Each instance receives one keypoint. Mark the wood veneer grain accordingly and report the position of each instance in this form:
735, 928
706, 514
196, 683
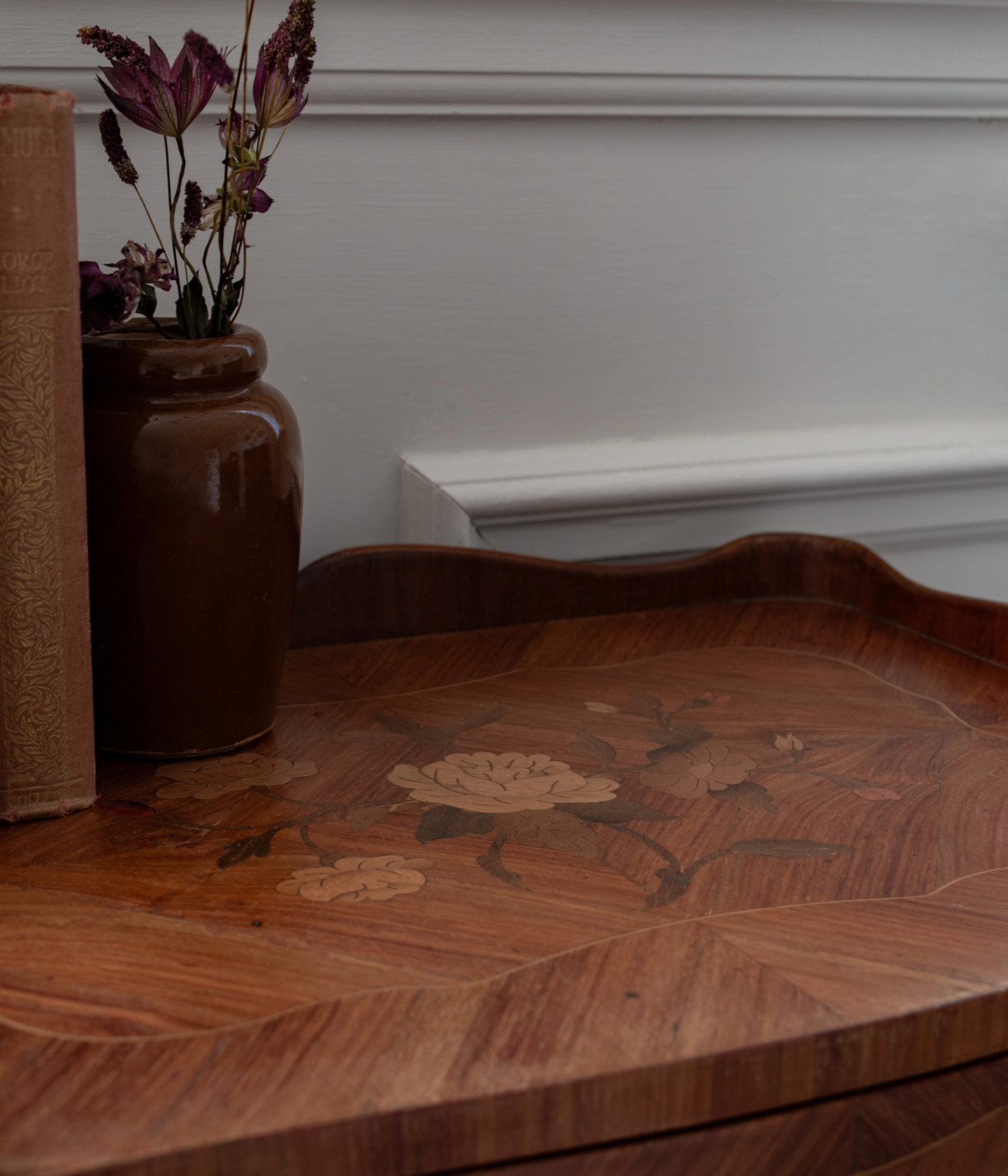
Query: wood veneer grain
520, 891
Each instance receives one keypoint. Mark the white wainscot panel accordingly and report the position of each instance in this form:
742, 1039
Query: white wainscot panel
931, 497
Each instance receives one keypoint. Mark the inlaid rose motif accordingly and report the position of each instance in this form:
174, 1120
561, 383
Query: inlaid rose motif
485, 782
359, 879
696, 770
205, 780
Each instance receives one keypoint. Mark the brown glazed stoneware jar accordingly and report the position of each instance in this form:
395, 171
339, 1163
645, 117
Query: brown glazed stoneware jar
194, 522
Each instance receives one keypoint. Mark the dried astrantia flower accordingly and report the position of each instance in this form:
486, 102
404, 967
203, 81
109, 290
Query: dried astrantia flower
211, 59
146, 89
106, 300
165, 98
144, 267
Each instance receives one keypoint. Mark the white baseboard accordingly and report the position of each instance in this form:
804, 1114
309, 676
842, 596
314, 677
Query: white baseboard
898, 488
383, 93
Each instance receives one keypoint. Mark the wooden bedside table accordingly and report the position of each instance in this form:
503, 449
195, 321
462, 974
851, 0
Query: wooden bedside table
699, 867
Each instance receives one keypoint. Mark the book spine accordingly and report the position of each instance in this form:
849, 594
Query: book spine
46, 733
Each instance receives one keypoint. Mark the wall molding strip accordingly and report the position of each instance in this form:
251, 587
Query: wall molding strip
902, 485
377, 93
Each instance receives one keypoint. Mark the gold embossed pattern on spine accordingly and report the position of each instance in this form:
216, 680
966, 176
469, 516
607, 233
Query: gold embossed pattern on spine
33, 679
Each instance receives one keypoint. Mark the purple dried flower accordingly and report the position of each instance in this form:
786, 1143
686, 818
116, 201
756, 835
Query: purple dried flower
218, 70
106, 300
114, 47
146, 89
112, 141
140, 266
192, 213
243, 133
279, 94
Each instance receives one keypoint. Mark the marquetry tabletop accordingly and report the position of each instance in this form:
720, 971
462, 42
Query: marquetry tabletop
605, 870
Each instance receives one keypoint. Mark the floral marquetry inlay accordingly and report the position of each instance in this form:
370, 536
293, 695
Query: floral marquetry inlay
541, 810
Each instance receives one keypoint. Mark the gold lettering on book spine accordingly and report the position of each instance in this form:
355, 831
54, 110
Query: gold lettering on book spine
33, 684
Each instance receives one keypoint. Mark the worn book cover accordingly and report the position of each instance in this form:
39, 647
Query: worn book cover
46, 735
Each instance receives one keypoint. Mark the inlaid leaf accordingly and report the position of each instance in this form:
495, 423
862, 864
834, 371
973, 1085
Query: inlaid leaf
680, 735
549, 830
364, 816
497, 868
260, 846
617, 812
478, 719
782, 847
444, 821
748, 794
598, 748
374, 736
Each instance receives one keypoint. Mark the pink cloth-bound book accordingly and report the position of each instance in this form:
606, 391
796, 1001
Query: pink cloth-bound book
46, 736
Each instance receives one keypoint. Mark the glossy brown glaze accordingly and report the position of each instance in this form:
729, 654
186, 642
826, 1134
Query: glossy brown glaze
194, 506
480, 898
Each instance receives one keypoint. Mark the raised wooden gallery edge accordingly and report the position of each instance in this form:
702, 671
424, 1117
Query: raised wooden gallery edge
546, 886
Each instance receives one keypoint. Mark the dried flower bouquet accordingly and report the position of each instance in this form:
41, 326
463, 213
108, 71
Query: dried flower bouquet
165, 98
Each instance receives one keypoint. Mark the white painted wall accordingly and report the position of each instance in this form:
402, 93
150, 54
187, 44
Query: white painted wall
513, 225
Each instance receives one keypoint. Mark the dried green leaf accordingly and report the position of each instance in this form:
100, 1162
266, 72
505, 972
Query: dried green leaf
444, 821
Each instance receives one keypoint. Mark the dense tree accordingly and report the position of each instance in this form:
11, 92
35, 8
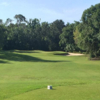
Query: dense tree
87, 34
55, 30
66, 38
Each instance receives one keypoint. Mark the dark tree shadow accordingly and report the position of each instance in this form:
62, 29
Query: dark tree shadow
11, 56
25, 51
62, 54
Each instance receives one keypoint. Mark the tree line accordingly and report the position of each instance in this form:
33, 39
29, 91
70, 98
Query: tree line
33, 34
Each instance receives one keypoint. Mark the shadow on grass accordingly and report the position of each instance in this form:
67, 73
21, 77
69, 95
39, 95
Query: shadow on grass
62, 54
8, 55
24, 51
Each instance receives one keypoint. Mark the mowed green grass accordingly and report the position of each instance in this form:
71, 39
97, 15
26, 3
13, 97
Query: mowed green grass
24, 75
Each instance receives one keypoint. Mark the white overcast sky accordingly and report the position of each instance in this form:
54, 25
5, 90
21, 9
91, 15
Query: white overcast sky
46, 10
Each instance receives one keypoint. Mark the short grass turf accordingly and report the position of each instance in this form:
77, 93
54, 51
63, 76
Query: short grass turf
24, 75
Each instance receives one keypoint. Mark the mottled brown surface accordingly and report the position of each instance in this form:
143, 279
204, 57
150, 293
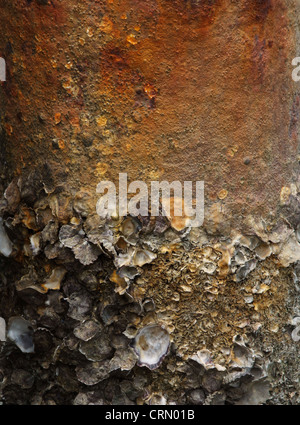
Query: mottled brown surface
187, 90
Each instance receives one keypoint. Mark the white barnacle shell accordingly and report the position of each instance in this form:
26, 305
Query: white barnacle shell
21, 333
5, 243
151, 345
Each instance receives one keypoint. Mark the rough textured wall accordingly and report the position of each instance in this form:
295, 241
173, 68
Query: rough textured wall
162, 90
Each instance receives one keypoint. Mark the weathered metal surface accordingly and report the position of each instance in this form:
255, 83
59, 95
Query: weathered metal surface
188, 90
162, 90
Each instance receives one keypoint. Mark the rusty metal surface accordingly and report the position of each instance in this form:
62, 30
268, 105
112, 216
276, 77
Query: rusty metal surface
188, 90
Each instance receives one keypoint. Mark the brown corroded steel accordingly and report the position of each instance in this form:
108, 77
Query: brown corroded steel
160, 89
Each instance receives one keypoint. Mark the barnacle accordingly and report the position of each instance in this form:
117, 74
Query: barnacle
5, 243
20, 332
151, 344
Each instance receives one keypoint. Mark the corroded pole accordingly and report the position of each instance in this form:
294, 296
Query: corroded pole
160, 90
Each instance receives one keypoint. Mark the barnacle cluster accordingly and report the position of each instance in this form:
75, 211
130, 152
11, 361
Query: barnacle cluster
135, 310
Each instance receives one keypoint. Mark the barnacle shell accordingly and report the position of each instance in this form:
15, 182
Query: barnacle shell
151, 344
21, 333
54, 281
5, 243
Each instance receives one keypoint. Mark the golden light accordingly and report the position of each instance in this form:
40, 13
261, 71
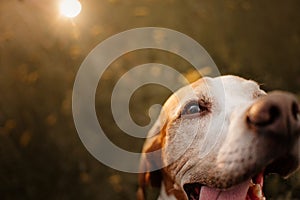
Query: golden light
70, 8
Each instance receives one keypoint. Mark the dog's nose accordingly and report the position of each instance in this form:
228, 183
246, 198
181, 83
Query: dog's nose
276, 113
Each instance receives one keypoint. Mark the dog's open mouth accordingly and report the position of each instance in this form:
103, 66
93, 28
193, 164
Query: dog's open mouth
249, 190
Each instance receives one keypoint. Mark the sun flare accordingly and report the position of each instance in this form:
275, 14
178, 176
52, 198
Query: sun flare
70, 8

▸ TO DO
Transcribe each record exactly as it stands, setting aside any pictures.

▸ ANSWER TO THE PROBLEM
Each instance receives one keypoint. Mark the wood veneer grain accordingly and report the position of each instance in this form:
735, 928
706, 514
196, 683
Query: wood veneer grain
520, 891
Each instance receives one keypoint. Mark the white wainscot panel accordingly and report the position of each instance in this form:
742, 1039
Query: white wainscot panel
931, 497
Each instance receives one keypoint. Mark the inlaid rose motif accordingly and report the position of each instance in this form:
174, 1120
561, 383
Query: inlaid rose motif
485, 782
359, 879
696, 770
205, 780
Each instance receives one keypoint. Mark the brown glazed stoneware jar accordingly and report the position of each instance in this form:
395, 171
339, 1163
645, 117
Query: brown glazed stoneware jar
194, 522
Each instance receives one keypoint. Mark the dried astrantia flower accordingly and report the position of each instance in this form:
486, 102
404, 967
203, 81
109, 290
Query: dried astrantia flower
211, 59
146, 89
106, 300
165, 98
144, 267
Each instance receives one keypoint. Mark the white baseboard accordingly and report the position of each instance in this form:
804, 1114
309, 676
842, 596
314, 677
Query: white baseboard
898, 488
383, 93
Each instance receives one keypoint. Mark the wooden bedside table accordingly and report the position of each instance in this form:
503, 449
195, 321
462, 974
851, 0
Query: wooden bedside table
699, 867
Each instance receives one keypoint. Mark the book spine accordingly and report the position of each instance in this form:
849, 594
Query: book spine
46, 733
Each instance receives one keypoint. Mark the wall molding strip accordingly and report the position of each instance in this form:
251, 587
Query: wall molding strip
902, 485
377, 93
Each instance receives one keypoint. Mark the gold embossed pattern on spine accordingly and report the position of each instance in this form:
216, 680
966, 176
469, 516
607, 233
Query: gold embossed pattern on spine
33, 679
Each instance receives one keypoint. Mark the purple dried flower accordingly and report the position of each instance in this form:
786, 1143
686, 818
116, 201
756, 835
Query: purple dried flower
218, 70
106, 300
114, 47
146, 89
112, 141
140, 266
192, 213
243, 133
279, 94
Each instance receives one keypoint. Mark the marquetry tabletop accordingly and report the position of each instance in this form:
720, 971
462, 42
Query: marquetry tabletop
605, 870
Each instance receives one keypoint. Mark the floral marquetry inlay accordingly and report the position of each instance in this form:
370, 536
293, 695
Query: floral marquetry inlay
541, 810
Each instance receives one keypoint. Mark the gold lettering on book spine accordingly and report the position of each instance in this form:
355, 831
54, 110
Query: gold lettering on book spine
33, 684
Each instance receives one keypoint. Mark the worn book cover accordingly and report the position of each instance in this form:
39, 647
Query: worn book cover
46, 735
Each instance receives one keypoint. Mark the inlaid leaf accordingly and report the position of each instance in this form:
495, 423
862, 864
834, 371
973, 1085
Query: inlaid leaf
680, 735
549, 830
364, 816
497, 868
260, 846
617, 812
478, 719
782, 847
444, 821
748, 794
598, 748
374, 736
Each instance receives one keypoint. Mark the pink cloth-bound book accordingly and report the position of each instance in this form:
606, 391
796, 1001
Query: pink cloth-bound book
46, 736
Each instance receives one keypoint. Mark the glossy brown glaze accordingly and report the position of each instance in this form:
729, 654
186, 642
826, 1134
Query: glossy brown glaze
194, 506
480, 898
Each instance receives one keypoint. Mark the raised wooden gallery edge accordingly and report the position of each instance in this form:
702, 671
424, 1117
Query: raised wooden gallery edge
546, 886
Each instance receives one keypoint. Mark the dried flower bouquet accordingly and report the position of each instance in this form:
41, 326
463, 213
108, 71
Query: dried flower bouquet
165, 98
Each instance receives one keypoint. Mark the white painted wall accordingly and report the position of each instance in this form:
402, 93
150, 54
187, 44
Query: white painted wall
513, 225
Each instance receives one keypoint. Mark the dried green leaf accordingly and report the position of each instance in this form:
100, 1162
266, 72
505, 972
Query: dried green leaf
444, 821
Each instance receives one keypoint. Mark the dense tree accordingly and report the position of each instance in this form:
11, 92
35, 8
Query: dense tree
87, 34
55, 30
66, 38
Each instance receives one keypoint. Mark the dark tree shadow accordingly and report the position of each instance in this form:
62, 29
Query: dark tree shadow
11, 56
25, 51
62, 54
Each instance receives one keypoint. Mark the tree line accordingly and report the position of each instance in this form:
33, 39
29, 91
70, 98
Query: tree line
33, 34
Each instance receives one keypoint. Mark the shadow on grass accordingly and report the position of each instance in this form:
67, 73
21, 77
69, 95
39, 95
Query: shadow on grass
62, 54
8, 55
24, 51
Each instance receives one keypoint. Mark the mowed green grass accordingly and report the position of each instance in this form:
71, 39
97, 15
26, 3
13, 97
Query: mowed green grass
24, 75
Each instance receives one keypoint. Mark the white overcast sky accordingly and report the position of each instance in this form:
54, 25
5, 90
21, 9
91, 15
Query: white overcast sky
46, 10
Each instance receives one keypoint. Mark the short grass turf accordingly and report the position of each instance in this form:
77, 93
54, 51
63, 76
Query: short grass turf
24, 75
Each instance receives one keypoint. Mark the mottled brown surface accordingly and report the position of each instance in this form:
143, 279
204, 57
150, 293
Query: mottled brown surface
187, 90
Each instance receives one keypoint. Mark the white barnacle shell accordingly and report the position of each instance in this form:
26, 305
Query: white barnacle shell
21, 333
5, 243
151, 345
Each instance receives one keypoint. Mark the rough textured wall accordingly and report the position of each instance in this form:
295, 241
173, 68
Query: rough textured wall
162, 90
Each instance receives one keypoint. Mark the weathered metal surface accordingly and report the position of each instance in this form:
255, 83
59, 95
Query: weathered metal surface
188, 90
162, 90
Each instance receives one keypoint. Mark the rusty metal surface accordingly and report the position of each instance in this form:
62, 30
268, 105
112, 216
276, 77
Query: rusty metal surface
188, 90
Each instance receives one keypoint. Mark the brown corroded steel accordingly and report the position of each instance in this form:
108, 77
Query: brown corroded steel
160, 89
Each instance receives one keypoint. Mark the barnacle accordingly and report the position of each instance in this form:
117, 74
Query: barnacle
5, 243
20, 332
151, 344
Each instance receives one keypoint. Mark the corroded pole accordingly and report the position of each instance in this form:
294, 296
Query: corroded pole
160, 90
Each instance receives one keypoint. Mark the barnacle cluster accordingly and report the position of each instance in this form:
75, 211
130, 152
11, 361
Query: barnacle cluster
135, 310
Each instance receives one keypoint. Mark the barnacle shell accordingly and report the position of each instance in this form:
15, 182
Query: barnacle shell
151, 344
21, 333
54, 281
5, 243
Each instance receives one keypoint. Mark the golden light accordingly and report the position of each instance in this form:
40, 13
261, 71
Query: golden light
70, 8
Each instance receives one keypoint. Mark the dog's nose accordingly and report the position of each instance in this form:
228, 183
246, 198
181, 83
Query: dog's nose
276, 113
Each instance receives one keypoint. Mark the dog's open mouth accordingly and report the position of each instance in this form:
103, 66
93, 28
193, 164
Query: dog's open mouth
249, 190
Each instance receives one keypoint. Mark the sun flare accordingly and report the position of each instance in this form:
275, 14
178, 176
52, 198
Query: sun flare
70, 8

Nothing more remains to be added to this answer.